┌─ Dataset excerpts

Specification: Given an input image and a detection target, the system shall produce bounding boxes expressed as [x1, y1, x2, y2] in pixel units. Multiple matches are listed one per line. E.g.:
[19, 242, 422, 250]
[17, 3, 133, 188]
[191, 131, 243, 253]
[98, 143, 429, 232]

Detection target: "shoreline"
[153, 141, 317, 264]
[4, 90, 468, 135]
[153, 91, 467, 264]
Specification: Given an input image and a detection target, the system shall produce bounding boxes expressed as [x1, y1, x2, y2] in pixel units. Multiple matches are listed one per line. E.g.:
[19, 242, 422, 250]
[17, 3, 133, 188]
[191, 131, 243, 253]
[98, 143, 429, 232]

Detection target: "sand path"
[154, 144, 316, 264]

└─

## Goal of the exercise
Transcribe each of the rows above line for line, keeping every character and space unchanged.

## Response
Specification: Given an input image and a detection target, the system shall produce bounding boxes expressed as [x1, y1, x2, y2] in pixel units. Multiple matches are listed one per line. E.g.:
[19, 242, 422, 250]
[17, 3, 133, 188]
[191, 131, 243, 253]
[98, 143, 429, 232]

Detection target: "shoreline"
[153, 141, 317, 264]
[4, 90, 468, 135]
[153, 91, 467, 264]
Specification: Given an input image and a detection target, the system shall produce bounding boxes expressed as [x1, y1, x2, y2] in pixel units. Multiple matches are listed one per line. E.g.:
[19, 242, 422, 250]
[17, 3, 133, 188]
[191, 131, 243, 253]
[98, 143, 429, 232]

Detection target: "sand path"
[154, 144, 316, 264]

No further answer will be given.